Soal 1:
Susun semua entri di bawah menjadi CSV dua kolom bernama "perintah" dan "jawaban", satu baris untuk setiap entri. Tulis teks perintah dan jawabannya masing-masing dalam satu kolom berkutip, dengan setiap baris baru diganti spasi.

-*-*-

Selasa, 27 Januari 2015

PRAJURIT PANGERAN DIPENOGORO: RADEN ADIPATI RONODIKORO (EYANG RONODIKORO)

   Riwayat hidup Eyang Ronodikoro tidak banyak diketahui oleh keturunannya sendiri, yaitu anak-anaknya yang berjumlah 9 orang. Hali in dikarenakan, pertama Eyang jarang berada di rumahnya untuk berkumpul dengan keluarga. Kedua, memang tidak mau banyak bercerita tentang jati dirinya untuk melindungi diri dan keluarganya, alasannya saat itu yang ditakuti adalah "Landa Ireng" yaitu sesama orang Jawa yang suka berkhianat pada bangsa sendiri dan menjadi penjilat Belanda.  Ketiga, karena kegiatan Eyang kebanyakan jauh dari rumahnya untuk bersama beberapa temannya seringkali menyergap tentara Belanda yang tercecer dari rombongan, lalu si Belanda dijerat lehernya sedangkan mulutnya dibungkam temannya yang lain. Selanjutnya bedil (senapan),  dan sepatunya dilucuti, karena waktu itu Eyang dan temannya masih telanjang kaki, jadi butuh memiliki sepatu.

 Sedangkan bedil yang cuma punya satu peluru  berbentuk bulat di jaman itu akan digunakan untuk menembak tentara Belanda dari kejauhan sambil bersembunyi. Tetapi Eyang dan temannya tidak menembak orang Belanda yang sipil, seperti pegawai, anak-anaknya atau wanita Belanda.

   Sekelumit tentang siapa Eyang yang bernama lengkap Raden Adipati Ronodikoro berhasil diungkap melalui dialog "bathin" oleh adikku sendiri. Adikku tidak pernah belajar ilmu kebathinan atau berguru ilmu ghaib, tetapi karena karunia Tuhan dia bisa melihat arwah dan mahluk ghaib lain serta mampu berdialog bathin (telepati) dengan semua mahluk tersebut. Menurut adikku juga, penampakkan halus Eyang selalu mendampingi salah satu keturunannya yang dianggap "bersih" dan tampak bersinar tubuhnya karena sering lelaku, seperti berpuasa, mutih, pati geni dan olah prihatin lain kepada Tuhan. Dengan demikian kehadiran sosok Eyang tersebut bukan saja diketahui riwayatnya, juga memungkinkan wajah dan rupanyanya berhasil dilukis dengan bantuan seorang pelukis berdasarkan penuturan dan bimbingan adikku.

   Menurut Eyang, ia sebenarnya berasal dari Yogyakarta dan pada sekitar umur 23 tahun ikut bergabung menjadi prajurit Pangeran Dipenogoro ketika berperang melawan Belanda, yang dikenal sebagai perang Jawa pada tahun 1825-1830. Sebagai perajurit dia sering kebagian tugas merawat dan memberi pakan kuda Pangeran Dipenogoro yang berwarna putih, sedangkan menurut Eyang kuda Sentot Prawirodirjo  berwarna cokelat. Oleh Pangeran Dipenogoro, Eyang diajarkan cara bertempur dan menggunakan senjata api (bedil). Eyang selama terlibat langsung dalam pertempuran Perang Jawa, mengaku sempat ikut tinggal di goa Selarong bersama Pangeran Dipenogoro dan para prajurit maupun pengikut lainnya.

-*-*-

Soal 2:
Tulis ulang bagian teks tentang Eyang Ronodikoro dari "Sedangkan bedil yang" sampai "atau wanita Belanda.", dengan mengganti "bedil" menjadi "senapan".

-*-*-

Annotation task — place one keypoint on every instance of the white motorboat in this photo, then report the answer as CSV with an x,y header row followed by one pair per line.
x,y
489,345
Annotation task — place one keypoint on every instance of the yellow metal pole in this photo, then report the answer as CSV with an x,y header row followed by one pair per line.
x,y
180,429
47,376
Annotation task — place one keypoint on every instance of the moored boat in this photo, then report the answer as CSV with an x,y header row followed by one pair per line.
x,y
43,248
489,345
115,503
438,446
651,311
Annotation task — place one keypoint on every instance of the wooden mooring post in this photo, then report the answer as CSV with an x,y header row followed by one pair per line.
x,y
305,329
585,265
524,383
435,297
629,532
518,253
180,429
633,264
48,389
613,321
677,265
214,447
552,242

-*-*-

Jawaban Benar 1:
perintah,jawaban
"Annotation task — place one keypoint on every instance of the white motorboat in this photo, then report the answer as CSV with an x,y header row followed by one pair per line.","x,y 489,345"
"Annotation task — place one keypoint on every instance of the yellow metal pole in this photo, then report the answer as CSV with an x,y header row followed by one pair per line.","x,y 180,429 47,376"
"Annotation task — place one keypoint on every instance of the moored boat in this photo, then report the answer as CSV with an x,y header row followed by one pair per line.","x,y 43,248 489,345 115,503 438,446 651,311"
"Annotation task — place one keypoint on every instance of the wooden mooring post in this photo, then report the answer as CSV with an x,y header row followed by one pair per line.","x,y 305,329 585,265 524,383 435,297 629,532 518,253 180,429 633,264 48,389 613,321 677,265 214,447 552,242"

Jawaban Benar 2:
Sedangkan senapan yang cuma punya satu peluru  berbentuk bulat di jaman itu akan digunakan untuk menembak tentara Belanda dari kejauhan sambil bersembunyi. Tetapi Eyang dan temannya tidak menembak orang Belanda yang sipil, seperti pegawai, anak-anaknya atau wanita Belanda.